#### What the task asks:
Turn the material into a Markdown table with the columns "No." and "Text", one row per line, numbered in order and with blank lines omitted. Start with the line containing "You are given a photograph. Could you point to the hallway" and continue through the final line of the material.

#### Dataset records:
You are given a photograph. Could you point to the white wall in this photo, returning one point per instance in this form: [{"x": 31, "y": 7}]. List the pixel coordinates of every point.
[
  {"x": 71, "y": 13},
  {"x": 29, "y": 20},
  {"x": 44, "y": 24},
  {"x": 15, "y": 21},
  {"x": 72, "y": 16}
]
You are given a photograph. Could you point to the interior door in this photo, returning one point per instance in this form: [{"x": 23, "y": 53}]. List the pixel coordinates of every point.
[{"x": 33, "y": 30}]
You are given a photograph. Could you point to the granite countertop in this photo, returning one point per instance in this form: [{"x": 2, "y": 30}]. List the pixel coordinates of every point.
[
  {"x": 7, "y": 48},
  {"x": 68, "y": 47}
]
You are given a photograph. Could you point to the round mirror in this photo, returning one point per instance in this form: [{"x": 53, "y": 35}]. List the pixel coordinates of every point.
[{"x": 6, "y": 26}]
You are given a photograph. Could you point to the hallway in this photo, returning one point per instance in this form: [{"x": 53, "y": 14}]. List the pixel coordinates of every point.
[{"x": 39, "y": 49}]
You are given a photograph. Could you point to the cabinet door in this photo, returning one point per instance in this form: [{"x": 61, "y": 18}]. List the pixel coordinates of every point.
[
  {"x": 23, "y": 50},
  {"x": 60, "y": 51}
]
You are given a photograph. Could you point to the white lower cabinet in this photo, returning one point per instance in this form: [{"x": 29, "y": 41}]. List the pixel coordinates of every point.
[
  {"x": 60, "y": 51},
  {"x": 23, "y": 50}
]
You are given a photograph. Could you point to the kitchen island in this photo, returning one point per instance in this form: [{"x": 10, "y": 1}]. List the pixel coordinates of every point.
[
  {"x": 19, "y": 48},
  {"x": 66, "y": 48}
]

#### Solved exercise:
| No. | Text |
|---|---|
| 1 | You are given a photograph. Could you point to the hallway in this photo, returning one point per instance in this form: [{"x": 53, "y": 14}]. List the pixel coordinates of every point. |
| 2 | [{"x": 39, "y": 49}] |
| 3 | You are given a photograph. Could you point to the cabinet door in this photo, returning one point per instance in this form: [{"x": 61, "y": 18}]. List the pixel coordinates of every point. |
| 4 | [ |
| 5 |   {"x": 23, "y": 50}, |
| 6 |   {"x": 60, "y": 51} |
| 7 | ] |
| 8 | You are given a photograph. Could you point to the white lower cabinet in this photo, returning one point per instance in this form: [{"x": 29, "y": 41}]. List the pixel coordinates of every point. |
| 9 | [ |
| 10 |   {"x": 60, "y": 51}, |
| 11 |   {"x": 23, "y": 50} |
| 12 | ] |
| 13 | You are given a photograph. Could you point to the kitchen island in this photo, returning one point per instance in this form: [{"x": 10, "y": 1}]. List the pixel coordinates of every point. |
| 14 | [ |
| 15 |   {"x": 19, "y": 48}, |
| 16 |   {"x": 66, "y": 48} |
| 17 | ] |